Tuesday, November 4, 2014

Lecture 8

You will find that the policy improvement algorithm is useful in answering Questions 3 and 4 on Examples Sheet 2. In Question 3, you will find $\lambda$ and $\phi$ for a certain policy ("On seeing a filling station, stop and fill the tank"), and then look for a condition that the policy improvement algorithm will not improve it (or, equivalently, that this $\lambda$ and $\phi$ satisfy the optimality equation.

In Question 4 you will use policy improvement idea in the context of a discounted-cost problem. You find $F(x)$ for a simple policy (in which the engineer allocates his time randomly), and then improve it by a step of the policy improvement algorithm. This leads to a policy in which the engineer puts all his maintenance effort into the machine with greatest value of $c_i(x_i+q_i)/(1-\beta b_i)$. This policy is better, but may not yet be optimal.

In Question 1 you will want to mimic the calculation done in the proof of Bruss's odds algorithm. You cannot solve this by simply applying the algorithm directly.


There is another interesting way to motivate the optimality equationin the average cost case. This can be made rigorous and helps us understand the relative value function $\phi(x)$.

___

__Study questions__:
**A.** From the Lecture 8 notes, copy the passage from "In Question 1 you will" up to and including "the relative value function $\phi(x)$." word for word.
**B.** Answer these questions from the Lecture 8 notes:
(i) What policy is examined in Question 3?
(ii) In the simple policy for Question 4, how does the engineer allocate his time?
(iii) For Question 1, the calculation from the proof of which algorithm should be mimicked?

(Entries from a collection)
___

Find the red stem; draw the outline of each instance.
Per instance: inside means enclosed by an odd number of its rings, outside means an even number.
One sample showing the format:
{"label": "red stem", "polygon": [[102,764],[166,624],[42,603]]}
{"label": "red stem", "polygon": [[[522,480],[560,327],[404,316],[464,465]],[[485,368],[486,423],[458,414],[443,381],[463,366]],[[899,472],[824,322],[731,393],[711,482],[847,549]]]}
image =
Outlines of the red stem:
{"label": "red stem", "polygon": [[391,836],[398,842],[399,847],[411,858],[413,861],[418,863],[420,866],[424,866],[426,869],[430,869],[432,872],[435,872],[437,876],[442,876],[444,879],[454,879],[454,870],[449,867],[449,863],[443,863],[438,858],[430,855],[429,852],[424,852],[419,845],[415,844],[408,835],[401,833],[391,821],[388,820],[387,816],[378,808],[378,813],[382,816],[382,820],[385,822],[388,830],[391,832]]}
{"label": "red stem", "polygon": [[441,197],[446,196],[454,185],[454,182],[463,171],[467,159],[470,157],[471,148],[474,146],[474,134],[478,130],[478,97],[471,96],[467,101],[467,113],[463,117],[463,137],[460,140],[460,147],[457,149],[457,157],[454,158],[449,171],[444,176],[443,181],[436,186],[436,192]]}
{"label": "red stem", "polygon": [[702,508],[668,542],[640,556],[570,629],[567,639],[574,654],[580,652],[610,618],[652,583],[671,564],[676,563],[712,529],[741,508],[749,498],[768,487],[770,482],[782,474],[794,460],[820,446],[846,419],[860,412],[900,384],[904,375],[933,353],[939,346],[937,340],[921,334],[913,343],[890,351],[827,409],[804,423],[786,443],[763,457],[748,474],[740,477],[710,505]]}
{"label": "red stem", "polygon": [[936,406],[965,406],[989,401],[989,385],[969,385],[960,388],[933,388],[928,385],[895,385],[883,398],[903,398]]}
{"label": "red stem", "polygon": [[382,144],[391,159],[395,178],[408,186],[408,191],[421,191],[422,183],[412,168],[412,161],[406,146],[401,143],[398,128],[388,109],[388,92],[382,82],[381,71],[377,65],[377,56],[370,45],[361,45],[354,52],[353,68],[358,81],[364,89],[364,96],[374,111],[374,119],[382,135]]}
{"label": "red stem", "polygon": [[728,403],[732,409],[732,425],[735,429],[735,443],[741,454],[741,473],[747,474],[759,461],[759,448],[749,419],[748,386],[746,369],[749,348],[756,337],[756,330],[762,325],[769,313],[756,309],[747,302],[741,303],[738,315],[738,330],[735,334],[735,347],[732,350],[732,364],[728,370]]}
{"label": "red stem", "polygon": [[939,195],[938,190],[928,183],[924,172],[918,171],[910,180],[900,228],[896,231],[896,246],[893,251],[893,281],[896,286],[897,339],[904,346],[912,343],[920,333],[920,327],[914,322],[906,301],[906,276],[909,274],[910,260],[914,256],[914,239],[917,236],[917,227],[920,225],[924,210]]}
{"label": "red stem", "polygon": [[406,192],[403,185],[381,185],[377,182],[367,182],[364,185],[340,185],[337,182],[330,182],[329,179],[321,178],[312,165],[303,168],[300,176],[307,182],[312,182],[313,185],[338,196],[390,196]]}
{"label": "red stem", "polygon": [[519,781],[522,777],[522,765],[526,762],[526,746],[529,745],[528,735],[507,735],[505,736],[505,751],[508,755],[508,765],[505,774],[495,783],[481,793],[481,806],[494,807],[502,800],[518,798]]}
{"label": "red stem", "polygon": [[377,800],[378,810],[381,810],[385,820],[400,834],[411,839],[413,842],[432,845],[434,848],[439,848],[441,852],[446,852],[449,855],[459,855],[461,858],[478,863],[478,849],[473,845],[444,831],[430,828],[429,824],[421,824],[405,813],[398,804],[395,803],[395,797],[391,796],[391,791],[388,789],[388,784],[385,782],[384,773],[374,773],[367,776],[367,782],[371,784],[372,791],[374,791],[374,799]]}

___

__Answers for the tasks__:
**A.**
In Question 1 you will want to mimic the calculation done in the proof of Bruss's odds algorithm. You cannot solve this by simply applying the algorithm directly.


There is another interesting way to motivate the optimality equationin the average cost case. This can be made rigorous and helps us understand the relative value function $\phi(x)$.

**B.**
(i) "On seeing a filling station, stop and fill the tank."
(ii) Randomly.
(iii) Bruss's odds algorithm.